**Problem description:** Work out how many lines in the data hold the string "sham". Reply with only that number.

Items from a dataset:

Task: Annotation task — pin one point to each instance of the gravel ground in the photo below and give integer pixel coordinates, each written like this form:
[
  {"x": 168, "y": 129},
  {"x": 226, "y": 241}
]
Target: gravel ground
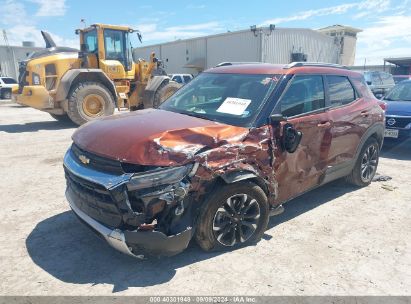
[{"x": 336, "y": 240}]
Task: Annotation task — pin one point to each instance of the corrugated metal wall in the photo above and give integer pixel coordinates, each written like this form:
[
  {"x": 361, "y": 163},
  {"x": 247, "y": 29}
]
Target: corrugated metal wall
[
  {"x": 274, "y": 47},
  {"x": 9, "y": 58},
  {"x": 234, "y": 47},
  {"x": 278, "y": 46}
]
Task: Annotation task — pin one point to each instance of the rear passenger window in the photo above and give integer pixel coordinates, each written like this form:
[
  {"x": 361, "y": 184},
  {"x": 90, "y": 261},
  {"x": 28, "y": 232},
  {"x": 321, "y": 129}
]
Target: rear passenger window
[
  {"x": 305, "y": 94},
  {"x": 341, "y": 91}
]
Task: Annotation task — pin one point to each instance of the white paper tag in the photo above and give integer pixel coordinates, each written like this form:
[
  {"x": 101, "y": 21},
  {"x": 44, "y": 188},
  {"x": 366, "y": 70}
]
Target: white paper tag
[{"x": 234, "y": 106}]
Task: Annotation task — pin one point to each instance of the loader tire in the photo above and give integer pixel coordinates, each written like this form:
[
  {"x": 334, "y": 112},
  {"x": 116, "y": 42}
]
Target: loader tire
[
  {"x": 88, "y": 101},
  {"x": 164, "y": 91}
]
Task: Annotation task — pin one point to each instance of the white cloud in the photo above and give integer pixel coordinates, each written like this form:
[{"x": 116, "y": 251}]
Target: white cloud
[
  {"x": 20, "y": 27},
  {"x": 51, "y": 7},
  {"x": 196, "y": 6},
  {"x": 364, "y": 7},
  {"x": 19, "y": 33},
  {"x": 12, "y": 12}
]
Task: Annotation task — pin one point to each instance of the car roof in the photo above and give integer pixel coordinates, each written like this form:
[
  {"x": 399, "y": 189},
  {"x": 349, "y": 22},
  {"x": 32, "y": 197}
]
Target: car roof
[{"x": 268, "y": 68}]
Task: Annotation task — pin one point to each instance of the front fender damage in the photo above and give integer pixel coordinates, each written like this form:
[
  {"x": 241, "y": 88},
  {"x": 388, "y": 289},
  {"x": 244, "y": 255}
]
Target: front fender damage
[
  {"x": 248, "y": 156},
  {"x": 161, "y": 219}
]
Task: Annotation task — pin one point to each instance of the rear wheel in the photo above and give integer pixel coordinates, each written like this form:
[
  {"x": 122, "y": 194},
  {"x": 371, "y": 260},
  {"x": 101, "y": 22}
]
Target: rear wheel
[
  {"x": 88, "y": 101},
  {"x": 366, "y": 164},
  {"x": 164, "y": 91},
  {"x": 234, "y": 215}
]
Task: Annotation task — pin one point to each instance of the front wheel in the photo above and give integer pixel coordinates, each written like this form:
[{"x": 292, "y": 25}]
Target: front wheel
[
  {"x": 234, "y": 215},
  {"x": 366, "y": 164}
]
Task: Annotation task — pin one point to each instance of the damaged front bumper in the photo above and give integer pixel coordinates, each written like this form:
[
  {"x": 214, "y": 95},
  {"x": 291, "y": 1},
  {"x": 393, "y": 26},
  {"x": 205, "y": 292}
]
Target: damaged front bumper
[{"x": 128, "y": 239}]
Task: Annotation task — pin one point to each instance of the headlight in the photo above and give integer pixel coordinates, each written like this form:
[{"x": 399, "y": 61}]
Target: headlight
[
  {"x": 35, "y": 79},
  {"x": 164, "y": 176}
]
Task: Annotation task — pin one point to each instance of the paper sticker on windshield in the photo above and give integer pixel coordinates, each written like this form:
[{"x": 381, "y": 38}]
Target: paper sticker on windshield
[{"x": 234, "y": 106}]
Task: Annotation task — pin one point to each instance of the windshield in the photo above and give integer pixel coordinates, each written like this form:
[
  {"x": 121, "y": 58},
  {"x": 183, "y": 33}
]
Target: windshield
[
  {"x": 90, "y": 40},
  {"x": 233, "y": 99},
  {"x": 117, "y": 47},
  {"x": 401, "y": 92}
]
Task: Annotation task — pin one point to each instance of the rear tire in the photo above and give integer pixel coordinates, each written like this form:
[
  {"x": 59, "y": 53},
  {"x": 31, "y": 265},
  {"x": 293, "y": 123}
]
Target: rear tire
[
  {"x": 366, "y": 165},
  {"x": 235, "y": 215},
  {"x": 88, "y": 101},
  {"x": 164, "y": 91}
]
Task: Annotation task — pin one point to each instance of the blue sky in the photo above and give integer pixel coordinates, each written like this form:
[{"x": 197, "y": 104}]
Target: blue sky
[{"x": 386, "y": 24}]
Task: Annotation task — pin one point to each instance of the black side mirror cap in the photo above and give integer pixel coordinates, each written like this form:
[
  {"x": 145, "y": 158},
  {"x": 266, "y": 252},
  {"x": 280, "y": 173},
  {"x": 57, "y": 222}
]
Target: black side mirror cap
[
  {"x": 291, "y": 138},
  {"x": 276, "y": 118}
]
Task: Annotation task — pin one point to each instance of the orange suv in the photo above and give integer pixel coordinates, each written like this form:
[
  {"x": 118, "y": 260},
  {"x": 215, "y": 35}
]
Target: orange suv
[{"x": 222, "y": 155}]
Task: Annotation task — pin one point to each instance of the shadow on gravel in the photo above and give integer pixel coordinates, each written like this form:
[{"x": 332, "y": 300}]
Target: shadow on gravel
[
  {"x": 70, "y": 252},
  {"x": 396, "y": 149},
  {"x": 36, "y": 126},
  {"x": 61, "y": 246},
  {"x": 311, "y": 200}
]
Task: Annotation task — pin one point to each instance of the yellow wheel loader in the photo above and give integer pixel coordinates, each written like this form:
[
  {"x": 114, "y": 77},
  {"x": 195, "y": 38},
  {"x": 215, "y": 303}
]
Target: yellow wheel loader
[{"x": 91, "y": 83}]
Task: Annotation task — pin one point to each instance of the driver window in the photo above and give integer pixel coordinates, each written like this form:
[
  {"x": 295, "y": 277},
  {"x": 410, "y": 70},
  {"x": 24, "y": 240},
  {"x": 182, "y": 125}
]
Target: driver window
[
  {"x": 114, "y": 44},
  {"x": 304, "y": 94},
  {"x": 90, "y": 40}
]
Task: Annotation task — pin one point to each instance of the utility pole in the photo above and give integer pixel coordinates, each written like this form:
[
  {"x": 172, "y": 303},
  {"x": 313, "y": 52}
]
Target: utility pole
[{"x": 13, "y": 56}]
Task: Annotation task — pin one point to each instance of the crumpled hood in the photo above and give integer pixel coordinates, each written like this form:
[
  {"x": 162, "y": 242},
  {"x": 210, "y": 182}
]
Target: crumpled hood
[
  {"x": 154, "y": 137},
  {"x": 400, "y": 108}
]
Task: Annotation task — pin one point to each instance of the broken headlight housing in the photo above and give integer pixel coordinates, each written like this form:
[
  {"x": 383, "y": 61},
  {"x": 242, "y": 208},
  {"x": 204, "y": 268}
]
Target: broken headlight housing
[{"x": 159, "y": 177}]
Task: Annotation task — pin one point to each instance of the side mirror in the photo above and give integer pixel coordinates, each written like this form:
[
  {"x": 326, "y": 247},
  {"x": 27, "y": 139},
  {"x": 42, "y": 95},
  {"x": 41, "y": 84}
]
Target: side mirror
[
  {"x": 277, "y": 118},
  {"x": 291, "y": 138}
]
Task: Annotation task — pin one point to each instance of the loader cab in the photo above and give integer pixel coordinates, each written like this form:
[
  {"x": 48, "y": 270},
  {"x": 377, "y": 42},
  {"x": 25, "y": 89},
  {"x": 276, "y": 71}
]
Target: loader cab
[{"x": 108, "y": 48}]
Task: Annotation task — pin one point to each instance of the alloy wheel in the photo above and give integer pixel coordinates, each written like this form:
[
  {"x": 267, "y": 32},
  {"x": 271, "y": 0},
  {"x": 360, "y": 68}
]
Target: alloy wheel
[
  {"x": 236, "y": 220},
  {"x": 369, "y": 163}
]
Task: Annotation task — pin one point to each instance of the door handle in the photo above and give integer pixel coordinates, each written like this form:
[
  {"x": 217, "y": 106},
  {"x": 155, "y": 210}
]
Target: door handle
[{"x": 324, "y": 124}]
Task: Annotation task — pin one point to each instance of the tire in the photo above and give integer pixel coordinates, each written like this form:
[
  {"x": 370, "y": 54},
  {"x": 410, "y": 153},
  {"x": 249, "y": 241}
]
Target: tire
[
  {"x": 366, "y": 164},
  {"x": 215, "y": 228},
  {"x": 164, "y": 91},
  {"x": 88, "y": 101},
  {"x": 61, "y": 118}
]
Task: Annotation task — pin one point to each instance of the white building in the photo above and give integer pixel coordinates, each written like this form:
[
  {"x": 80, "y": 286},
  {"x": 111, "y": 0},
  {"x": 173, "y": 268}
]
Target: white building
[
  {"x": 272, "y": 45},
  {"x": 10, "y": 57},
  {"x": 346, "y": 36}
]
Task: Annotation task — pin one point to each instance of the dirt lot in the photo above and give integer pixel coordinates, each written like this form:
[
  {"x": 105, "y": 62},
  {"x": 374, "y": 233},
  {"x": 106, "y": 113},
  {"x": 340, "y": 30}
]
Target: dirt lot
[{"x": 335, "y": 240}]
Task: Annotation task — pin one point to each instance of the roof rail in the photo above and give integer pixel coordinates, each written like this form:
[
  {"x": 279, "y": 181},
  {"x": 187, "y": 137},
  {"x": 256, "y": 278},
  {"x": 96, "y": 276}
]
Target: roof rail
[
  {"x": 235, "y": 63},
  {"x": 315, "y": 64}
]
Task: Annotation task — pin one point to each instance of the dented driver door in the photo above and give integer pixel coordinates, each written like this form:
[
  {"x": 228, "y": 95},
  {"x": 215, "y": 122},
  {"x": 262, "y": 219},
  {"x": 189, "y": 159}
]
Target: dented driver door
[{"x": 304, "y": 103}]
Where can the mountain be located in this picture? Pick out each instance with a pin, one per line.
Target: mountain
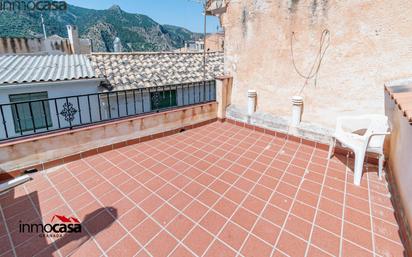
(137, 32)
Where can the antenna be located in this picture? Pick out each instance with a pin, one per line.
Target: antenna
(42, 24)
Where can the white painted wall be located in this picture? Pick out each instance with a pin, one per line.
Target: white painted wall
(137, 104)
(54, 90)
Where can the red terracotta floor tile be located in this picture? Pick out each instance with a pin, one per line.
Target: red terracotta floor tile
(266, 231)
(126, 247)
(212, 222)
(255, 247)
(298, 227)
(244, 218)
(291, 245)
(198, 240)
(357, 235)
(145, 231)
(326, 241)
(233, 235)
(349, 249)
(219, 249)
(161, 245)
(180, 226)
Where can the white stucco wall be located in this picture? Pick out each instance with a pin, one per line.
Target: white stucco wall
(137, 104)
(370, 43)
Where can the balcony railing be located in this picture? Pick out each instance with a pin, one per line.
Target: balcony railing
(27, 118)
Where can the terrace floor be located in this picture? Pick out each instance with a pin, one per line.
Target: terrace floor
(217, 190)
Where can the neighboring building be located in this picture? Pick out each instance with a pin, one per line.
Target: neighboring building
(370, 43)
(52, 45)
(215, 42)
(35, 77)
(192, 46)
(128, 71)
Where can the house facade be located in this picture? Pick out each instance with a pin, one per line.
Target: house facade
(51, 78)
(335, 54)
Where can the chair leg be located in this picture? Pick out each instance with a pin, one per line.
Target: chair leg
(359, 160)
(331, 147)
(381, 161)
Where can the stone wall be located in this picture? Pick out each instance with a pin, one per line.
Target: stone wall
(370, 43)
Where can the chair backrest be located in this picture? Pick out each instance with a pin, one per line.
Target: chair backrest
(378, 124)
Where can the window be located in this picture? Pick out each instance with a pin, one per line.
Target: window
(163, 99)
(22, 112)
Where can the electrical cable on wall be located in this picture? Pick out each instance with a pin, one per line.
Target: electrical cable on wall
(314, 71)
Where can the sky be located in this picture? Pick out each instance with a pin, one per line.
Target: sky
(183, 13)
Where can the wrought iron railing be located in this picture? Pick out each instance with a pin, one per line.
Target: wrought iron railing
(27, 118)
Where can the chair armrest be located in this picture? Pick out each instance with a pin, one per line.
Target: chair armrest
(377, 134)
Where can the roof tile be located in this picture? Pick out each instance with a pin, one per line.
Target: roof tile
(136, 70)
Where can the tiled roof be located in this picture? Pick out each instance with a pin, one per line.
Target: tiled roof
(17, 69)
(136, 70)
(401, 93)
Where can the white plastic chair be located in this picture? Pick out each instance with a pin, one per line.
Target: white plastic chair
(375, 128)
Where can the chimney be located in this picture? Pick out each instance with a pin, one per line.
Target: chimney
(117, 45)
(74, 39)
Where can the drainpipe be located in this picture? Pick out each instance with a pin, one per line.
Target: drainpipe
(251, 104)
(297, 109)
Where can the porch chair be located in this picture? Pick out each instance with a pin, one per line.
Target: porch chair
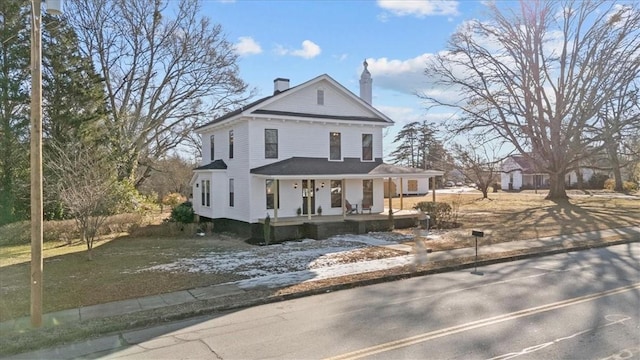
(349, 208)
(366, 207)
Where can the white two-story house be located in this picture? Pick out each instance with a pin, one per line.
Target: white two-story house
(305, 150)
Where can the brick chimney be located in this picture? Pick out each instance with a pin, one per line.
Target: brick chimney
(366, 84)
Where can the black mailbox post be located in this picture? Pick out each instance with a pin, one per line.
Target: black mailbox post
(477, 234)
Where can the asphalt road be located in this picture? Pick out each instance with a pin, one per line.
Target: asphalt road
(583, 305)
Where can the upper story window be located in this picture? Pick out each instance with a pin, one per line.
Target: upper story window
(206, 192)
(230, 144)
(212, 146)
(272, 187)
(270, 143)
(336, 193)
(367, 146)
(335, 152)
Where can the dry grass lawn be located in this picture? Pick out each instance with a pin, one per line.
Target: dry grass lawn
(70, 280)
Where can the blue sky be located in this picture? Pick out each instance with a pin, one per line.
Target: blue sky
(300, 40)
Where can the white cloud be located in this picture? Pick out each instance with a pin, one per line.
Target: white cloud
(247, 46)
(419, 8)
(341, 57)
(309, 50)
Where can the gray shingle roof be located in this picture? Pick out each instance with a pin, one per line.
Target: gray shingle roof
(317, 166)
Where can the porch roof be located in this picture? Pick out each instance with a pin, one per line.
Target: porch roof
(214, 165)
(323, 168)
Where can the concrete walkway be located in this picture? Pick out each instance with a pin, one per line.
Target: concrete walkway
(210, 292)
(628, 234)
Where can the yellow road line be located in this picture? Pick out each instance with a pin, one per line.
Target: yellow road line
(392, 345)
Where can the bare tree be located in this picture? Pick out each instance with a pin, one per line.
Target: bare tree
(163, 75)
(538, 75)
(479, 161)
(86, 186)
(619, 120)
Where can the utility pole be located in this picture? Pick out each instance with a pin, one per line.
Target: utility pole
(36, 164)
(54, 7)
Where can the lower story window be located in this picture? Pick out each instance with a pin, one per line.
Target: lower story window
(272, 187)
(206, 192)
(412, 185)
(367, 193)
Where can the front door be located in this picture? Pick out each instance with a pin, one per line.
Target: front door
(308, 194)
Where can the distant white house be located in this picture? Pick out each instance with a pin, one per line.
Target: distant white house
(311, 147)
(519, 172)
(408, 186)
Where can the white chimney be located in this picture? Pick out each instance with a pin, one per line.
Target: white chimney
(280, 85)
(366, 84)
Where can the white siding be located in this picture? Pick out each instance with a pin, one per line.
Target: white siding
(309, 139)
(305, 101)
(423, 186)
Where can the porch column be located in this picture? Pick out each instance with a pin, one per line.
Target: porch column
(276, 203)
(309, 192)
(390, 198)
(401, 191)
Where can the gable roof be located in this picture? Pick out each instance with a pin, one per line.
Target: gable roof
(519, 162)
(214, 165)
(256, 107)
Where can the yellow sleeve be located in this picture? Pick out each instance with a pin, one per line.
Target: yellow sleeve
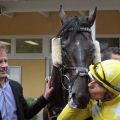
(70, 113)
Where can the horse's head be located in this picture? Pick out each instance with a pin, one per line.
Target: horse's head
(77, 51)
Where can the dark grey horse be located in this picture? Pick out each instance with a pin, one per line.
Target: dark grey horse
(72, 53)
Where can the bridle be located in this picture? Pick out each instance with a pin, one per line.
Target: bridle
(80, 71)
(73, 25)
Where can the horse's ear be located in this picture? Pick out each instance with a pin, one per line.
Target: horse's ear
(92, 17)
(62, 14)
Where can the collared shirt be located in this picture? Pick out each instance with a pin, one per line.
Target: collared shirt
(7, 102)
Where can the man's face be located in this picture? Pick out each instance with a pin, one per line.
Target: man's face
(3, 64)
(115, 56)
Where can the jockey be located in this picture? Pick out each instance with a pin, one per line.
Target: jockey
(104, 89)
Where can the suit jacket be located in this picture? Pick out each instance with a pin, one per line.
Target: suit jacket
(25, 111)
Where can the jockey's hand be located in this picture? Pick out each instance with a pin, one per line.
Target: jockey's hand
(48, 89)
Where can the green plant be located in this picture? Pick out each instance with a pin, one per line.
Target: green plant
(30, 101)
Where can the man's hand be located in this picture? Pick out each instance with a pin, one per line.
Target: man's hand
(48, 89)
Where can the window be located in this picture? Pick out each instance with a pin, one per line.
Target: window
(29, 45)
(108, 42)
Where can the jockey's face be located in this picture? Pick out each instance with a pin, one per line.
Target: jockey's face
(96, 91)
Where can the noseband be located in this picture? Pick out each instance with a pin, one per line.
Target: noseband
(79, 71)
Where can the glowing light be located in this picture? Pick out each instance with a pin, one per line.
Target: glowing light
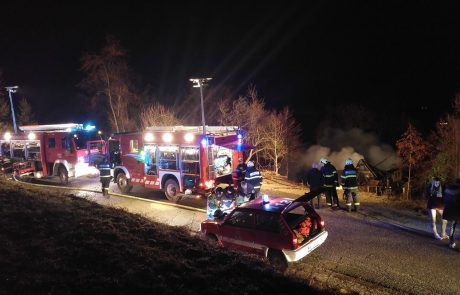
(7, 136)
(149, 137)
(265, 199)
(31, 136)
(90, 127)
(209, 183)
(167, 137)
(189, 137)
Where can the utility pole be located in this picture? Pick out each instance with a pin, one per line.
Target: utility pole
(12, 89)
(200, 82)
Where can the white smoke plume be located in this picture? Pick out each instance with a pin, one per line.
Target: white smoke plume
(338, 145)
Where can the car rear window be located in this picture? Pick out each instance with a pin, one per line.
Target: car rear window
(268, 222)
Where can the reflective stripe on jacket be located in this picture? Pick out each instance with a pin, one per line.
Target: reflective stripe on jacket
(349, 177)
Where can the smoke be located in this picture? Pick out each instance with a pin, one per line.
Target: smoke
(338, 145)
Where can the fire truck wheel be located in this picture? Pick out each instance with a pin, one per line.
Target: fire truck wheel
(123, 183)
(63, 175)
(172, 190)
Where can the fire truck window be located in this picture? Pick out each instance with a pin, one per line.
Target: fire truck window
(6, 152)
(150, 160)
(19, 150)
(65, 143)
(134, 146)
(51, 142)
(190, 160)
(168, 160)
(82, 138)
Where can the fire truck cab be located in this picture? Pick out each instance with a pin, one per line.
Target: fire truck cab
(64, 150)
(180, 160)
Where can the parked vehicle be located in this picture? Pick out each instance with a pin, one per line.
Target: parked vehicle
(281, 229)
(180, 160)
(64, 150)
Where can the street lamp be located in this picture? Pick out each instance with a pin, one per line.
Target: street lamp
(12, 89)
(200, 82)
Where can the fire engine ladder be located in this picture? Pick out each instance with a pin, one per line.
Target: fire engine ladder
(221, 130)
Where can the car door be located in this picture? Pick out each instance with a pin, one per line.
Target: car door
(268, 232)
(238, 231)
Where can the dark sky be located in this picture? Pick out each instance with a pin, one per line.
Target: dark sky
(309, 55)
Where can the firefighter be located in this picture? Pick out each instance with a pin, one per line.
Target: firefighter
(349, 179)
(104, 172)
(240, 172)
(452, 209)
(253, 180)
(331, 181)
(315, 181)
(435, 206)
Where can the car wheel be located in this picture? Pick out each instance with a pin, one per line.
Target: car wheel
(277, 260)
(63, 175)
(172, 190)
(123, 183)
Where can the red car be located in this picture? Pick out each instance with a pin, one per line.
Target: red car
(281, 229)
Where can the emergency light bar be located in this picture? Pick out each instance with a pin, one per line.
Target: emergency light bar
(52, 127)
(196, 129)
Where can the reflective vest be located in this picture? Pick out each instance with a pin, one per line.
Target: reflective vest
(104, 170)
(349, 177)
(331, 178)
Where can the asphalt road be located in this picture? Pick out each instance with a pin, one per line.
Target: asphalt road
(362, 254)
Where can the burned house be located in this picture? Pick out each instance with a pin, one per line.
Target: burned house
(373, 179)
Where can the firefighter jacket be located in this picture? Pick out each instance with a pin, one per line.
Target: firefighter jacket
(349, 177)
(452, 202)
(435, 196)
(104, 170)
(253, 178)
(331, 179)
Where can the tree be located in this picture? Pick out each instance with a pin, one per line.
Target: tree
(25, 115)
(108, 79)
(281, 134)
(248, 112)
(158, 115)
(411, 148)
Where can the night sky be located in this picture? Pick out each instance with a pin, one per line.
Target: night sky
(309, 56)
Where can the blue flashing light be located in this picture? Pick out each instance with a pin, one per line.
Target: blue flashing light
(265, 199)
(90, 127)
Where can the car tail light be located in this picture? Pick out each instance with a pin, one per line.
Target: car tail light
(294, 242)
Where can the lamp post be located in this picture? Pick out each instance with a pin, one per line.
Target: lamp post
(12, 89)
(200, 82)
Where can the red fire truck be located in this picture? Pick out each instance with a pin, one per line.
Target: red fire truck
(176, 159)
(64, 150)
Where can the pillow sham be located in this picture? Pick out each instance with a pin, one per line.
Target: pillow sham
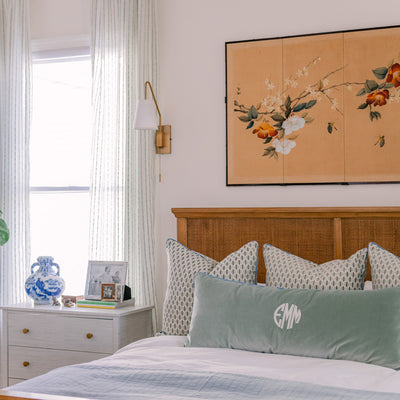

**Solution to the problem:** 2